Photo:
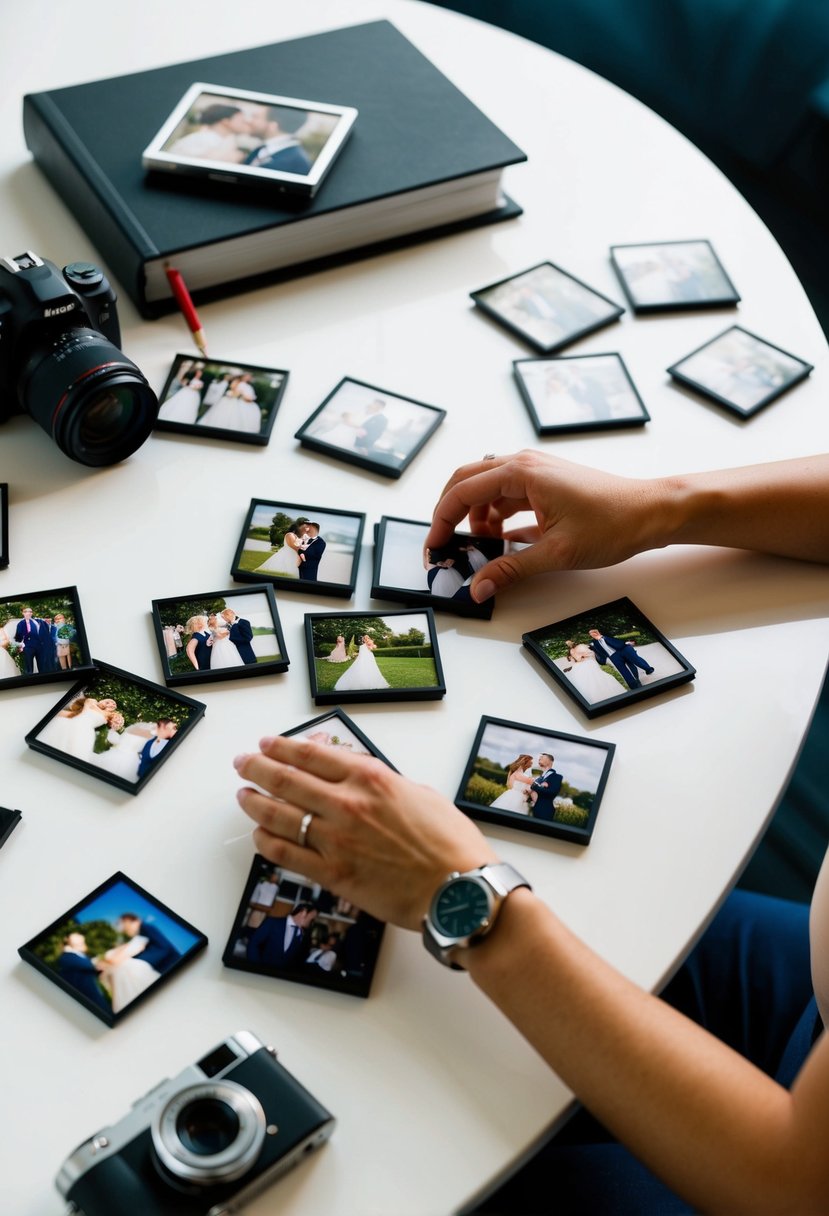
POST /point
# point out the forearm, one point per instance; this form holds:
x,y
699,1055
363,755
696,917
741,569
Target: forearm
x,y
705,1120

────────

**EXERCISE DETAILS:** The records above need to be reproduced exactly, with all images omitted.

**SOLUTION:**
Photo:
POST /point
# point out the forearm, one point per instance; this form holds:
x,y
699,1055
363,755
696,917
741,569
Target: forearm
x,y
705,1120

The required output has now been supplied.